• **Text excerpt**
= = = = =
How to Navigate the Complex and Growing Landscape of Technology Point Solutions
If you have a need in your sales organization, the odds are good that there is a point solution technology designed to address it.
Need to record calls for coaching? Point solution. Need to improve prospecting? Point solution. Need to generate lists for prospecting? Point solution. Need to manage accounts and opportunities better than your CRM provides for? Point solution. Want to automate scheduling? Point solution. Want to provide org charts for your salespeople? Point solution.
On the face of it, this seems like good news, but the reality isn’t quite so simple. In fact, too many point solutions can create a bigger problem than the one they fix, a problem I call “point pollution.”
What is Point Pollution?
Point pollution is what happens when we get overzealous with point solutions and end up cluttering our sales process with excess technology complexity.
It starts with point solutions that promise to solve problems. We buy them and add them to our “sales stack” (a made-up word that puts a positive spin on technology complexity, but that reveals the reality that all you’re doing is stacking things on top of each other).
When we do this without a clear strategic plan and purpose, it creates problems throughout our organization.
= = = = =
• **Material shown**

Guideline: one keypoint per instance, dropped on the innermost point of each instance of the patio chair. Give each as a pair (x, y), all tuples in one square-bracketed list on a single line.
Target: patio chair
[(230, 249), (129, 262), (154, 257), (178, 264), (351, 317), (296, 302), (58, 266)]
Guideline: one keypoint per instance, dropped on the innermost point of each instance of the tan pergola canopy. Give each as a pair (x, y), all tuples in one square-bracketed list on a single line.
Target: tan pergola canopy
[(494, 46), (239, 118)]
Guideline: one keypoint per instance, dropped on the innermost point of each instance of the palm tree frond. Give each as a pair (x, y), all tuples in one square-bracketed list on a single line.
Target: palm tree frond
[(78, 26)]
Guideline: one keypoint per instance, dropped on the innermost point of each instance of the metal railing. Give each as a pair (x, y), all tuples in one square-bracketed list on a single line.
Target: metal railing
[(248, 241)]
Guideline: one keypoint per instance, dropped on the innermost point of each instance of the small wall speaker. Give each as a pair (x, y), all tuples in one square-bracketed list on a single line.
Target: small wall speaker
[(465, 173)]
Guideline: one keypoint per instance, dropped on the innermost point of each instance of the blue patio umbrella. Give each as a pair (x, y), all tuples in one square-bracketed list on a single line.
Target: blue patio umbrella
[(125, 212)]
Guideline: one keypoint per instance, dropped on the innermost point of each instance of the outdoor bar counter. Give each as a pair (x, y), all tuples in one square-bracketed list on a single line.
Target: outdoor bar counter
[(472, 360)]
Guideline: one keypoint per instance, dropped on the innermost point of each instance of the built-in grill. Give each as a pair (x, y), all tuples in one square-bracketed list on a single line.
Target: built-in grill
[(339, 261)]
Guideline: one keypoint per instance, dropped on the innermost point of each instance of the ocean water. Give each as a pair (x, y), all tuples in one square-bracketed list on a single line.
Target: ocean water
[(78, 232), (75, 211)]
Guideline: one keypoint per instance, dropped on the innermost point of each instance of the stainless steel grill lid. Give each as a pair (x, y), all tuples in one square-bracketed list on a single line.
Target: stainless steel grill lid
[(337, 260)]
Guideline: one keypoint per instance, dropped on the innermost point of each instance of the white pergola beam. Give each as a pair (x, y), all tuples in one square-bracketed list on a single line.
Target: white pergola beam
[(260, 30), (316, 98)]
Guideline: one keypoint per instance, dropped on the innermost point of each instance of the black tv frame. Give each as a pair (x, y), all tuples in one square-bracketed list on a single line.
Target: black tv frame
= = = = =
• **Requirements**
[a] In the text on technology point solutions, what name does the author give to the problem created by having too many point solutions?
[b] Pick up the text on technology point solutions after its final sentence and continue it.

• **Outputs in order**
[a] Point pollution.

[b]
For salespeople, multiple point solutions interrupt their workflow, forcing them to switch between interfaces and keep track of multiple platforms and workflows. This is bad for productivity, as it leads to constant task-switching. Psychology Today, reports that task-switching can represent a loss of up to 40% productivity every day.
In addition, each new point solution requires that salespeople stop their workflow and learn a new interface and new skills. If training is provided, this represents another expenditure of resources to provide the training. If training is not provided, it leaves the salespeople to flounder as best they can, losing time or perhaps simply not bothering.
The loss may be minor for any one point solution, just as the effort in picking up a piece of trash is minor. But when more solutions are stacked on top of the old solutions, it quickly becomes a burden, just as trash on top of trash becomes pollution.
On top of that, most organizations do not get the value they expect out of each point solution, representing cost without benefit.
Point solutions can create expensive point pollution. Think more holistically about sales technology.
Who Benefits from Point Pollution?
If point solutions are so bad for sales organizations, it’s reasonable to ask why they exist. Somebody must be benefiting from them, right?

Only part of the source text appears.